STATED GOAL:
Copy the rows below, swapping each "scene" for "view" and changing nothing else.
╭──
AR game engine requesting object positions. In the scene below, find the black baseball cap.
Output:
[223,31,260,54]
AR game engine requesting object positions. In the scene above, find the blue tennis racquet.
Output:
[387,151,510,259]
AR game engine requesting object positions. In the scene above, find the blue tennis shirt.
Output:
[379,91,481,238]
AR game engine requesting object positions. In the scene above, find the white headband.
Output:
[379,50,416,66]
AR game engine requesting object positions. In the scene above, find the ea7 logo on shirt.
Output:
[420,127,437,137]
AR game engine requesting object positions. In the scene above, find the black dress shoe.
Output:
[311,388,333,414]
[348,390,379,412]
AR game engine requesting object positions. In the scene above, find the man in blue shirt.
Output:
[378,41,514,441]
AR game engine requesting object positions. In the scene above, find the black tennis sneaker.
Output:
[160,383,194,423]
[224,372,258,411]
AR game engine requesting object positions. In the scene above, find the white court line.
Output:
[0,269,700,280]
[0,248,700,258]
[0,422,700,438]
╰──
FINAL RESULT:
AR game engine requesting object positions. In the view below, find the black baseball cap.
Output:
[223,31,260,54]
AR game engine requesting object positions. In the view above, find the blue tennis racquet.
Output:
[387,151,510,259]
AR game engine requesting object positions. In the view above, find the blue tennis shirt.
Output:
[379,91,481,238]
AR game engine requesting object positions. In the view above, find the white headband.
Output:
[379,50,416,66]
AR game engine requesting object positions. In the view above, find the ea7 logo on shirt.
Output:
[420,127,437,137]
AR game engine requesting object positions. In the view above, find the black dress shoe.
Output:
[311,388,333,414]
[348,390,379,412]
AR game engine requesting object positions. In the view above, find the man in blue shirt.
Output:
[378,41,514,441]
AR game engine requesting object positions. In the view above, find the black tennis sneaker.
Output:
[160,383,194,423]
[224,372,258,411]
AR game engine requesting object positions. In the view above, find the white court line.
Output:
[0,269,700,280]
[0,248,700,258]
[0,422,700,438]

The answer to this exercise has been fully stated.